PROMPT 1: In the tribunal appeal excerpt, why had the Employment Tribunal referred to the listed aspects of the Claimant's conduct? Answer in one to three sentences.

EXTRACT TO READ:
28.              In relation to Ground of Appeal 7.1, Mr Millar submitted that the test of perversity as a ground of appeal was a high one.  In this appeal, it was not met. He pointed to various findings of the Tribunal both in its original Reasons and in the supplementary Reasons that had been provided under the Burns / Barke process.  Those provided evidential support for the conclusion that, by the time of his dismissal, the Appellant had become unmanageable and the working relationship between the parties had irrevocably broken down.

29.              The Employment Tribunal had noted that the Claimant made a practice of writing long and repetitious letters about his grievances - sometimes exceeding 100 pages in length - despite numerous requests and pleas for him to stop.  He failed to allow adequate time to respond to his complaints.  The language used by him in relation to these complaints was, on occasion, inappropriate.  He took a very literal approach to correspondence and had a “near obsession” with confidentiality which led to him password protecting every document.  His fixation with process obstructed the consideration by the Respondent of the substance of his grievances.  Mr Miller referred to the Tribunal’s summary of these examples of the Appellant’s conduct at paragraph 287 of the Merits Reasons.

30.              The Employment Tribunal had referred to these aspects of the Claimant’s conduct as illustrations of the evidential basis for its conclusion that he had become unmanageable as an employee (para. 288).

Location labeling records
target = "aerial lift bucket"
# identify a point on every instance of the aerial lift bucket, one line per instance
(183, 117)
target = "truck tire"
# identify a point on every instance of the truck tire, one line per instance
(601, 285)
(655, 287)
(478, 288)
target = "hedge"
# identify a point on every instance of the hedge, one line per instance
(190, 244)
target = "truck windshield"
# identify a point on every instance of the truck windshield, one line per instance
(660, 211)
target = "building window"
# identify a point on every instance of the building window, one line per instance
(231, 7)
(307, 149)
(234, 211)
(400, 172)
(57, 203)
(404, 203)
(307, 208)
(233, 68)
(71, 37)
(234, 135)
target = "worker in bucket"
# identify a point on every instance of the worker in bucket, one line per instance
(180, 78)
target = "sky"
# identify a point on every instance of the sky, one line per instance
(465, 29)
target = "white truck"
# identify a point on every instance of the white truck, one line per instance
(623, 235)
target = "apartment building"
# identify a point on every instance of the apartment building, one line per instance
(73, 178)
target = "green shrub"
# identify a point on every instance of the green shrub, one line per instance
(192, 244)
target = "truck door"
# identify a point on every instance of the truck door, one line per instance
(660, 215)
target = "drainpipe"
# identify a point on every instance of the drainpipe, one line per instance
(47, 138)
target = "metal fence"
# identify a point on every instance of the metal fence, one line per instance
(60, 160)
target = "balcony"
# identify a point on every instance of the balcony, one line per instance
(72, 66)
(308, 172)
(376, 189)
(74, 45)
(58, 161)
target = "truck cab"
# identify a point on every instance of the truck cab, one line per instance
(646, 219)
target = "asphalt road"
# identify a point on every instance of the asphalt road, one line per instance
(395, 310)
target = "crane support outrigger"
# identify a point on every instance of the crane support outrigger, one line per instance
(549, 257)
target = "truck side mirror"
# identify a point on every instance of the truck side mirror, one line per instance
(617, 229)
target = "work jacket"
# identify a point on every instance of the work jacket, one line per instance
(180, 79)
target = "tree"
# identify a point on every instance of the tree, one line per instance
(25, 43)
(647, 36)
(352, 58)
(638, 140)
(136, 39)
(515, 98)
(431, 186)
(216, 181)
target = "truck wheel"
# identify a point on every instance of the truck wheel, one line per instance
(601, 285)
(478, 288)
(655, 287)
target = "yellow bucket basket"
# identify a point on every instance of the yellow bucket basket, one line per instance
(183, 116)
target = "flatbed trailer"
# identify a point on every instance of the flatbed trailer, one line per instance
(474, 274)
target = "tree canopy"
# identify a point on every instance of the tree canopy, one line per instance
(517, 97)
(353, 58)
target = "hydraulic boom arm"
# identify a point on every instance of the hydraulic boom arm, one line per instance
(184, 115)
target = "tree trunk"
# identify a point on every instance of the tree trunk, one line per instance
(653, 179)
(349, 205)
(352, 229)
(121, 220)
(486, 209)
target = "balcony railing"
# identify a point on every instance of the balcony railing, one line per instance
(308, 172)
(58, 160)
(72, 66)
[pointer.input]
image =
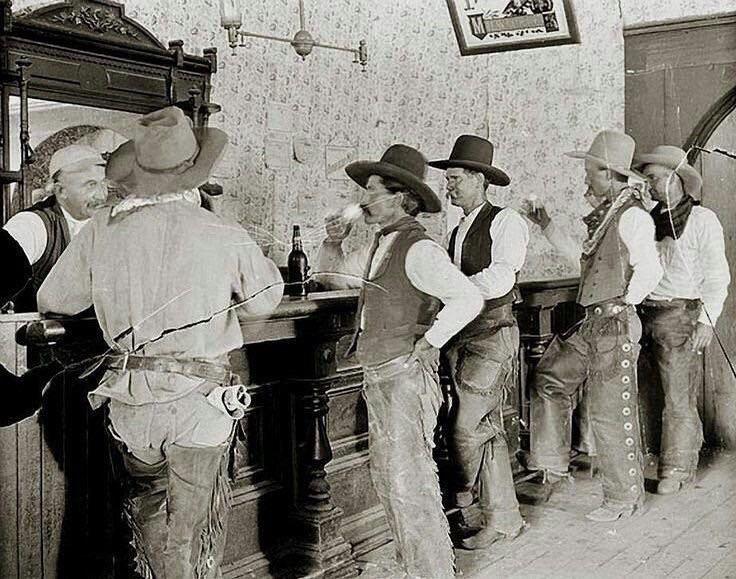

PROMPT 2: Count the lines in the rows above that contain the string "tree", with case counting, and give only the number.

FULL RESPONSE 1: The Employment Tribunal referred to those aspects of the Claimant's conduct as illustrations of the evidential basis for its conclusion that he had become unmanageable as an employee (para. 288).

FULL RESPONSE 2: 6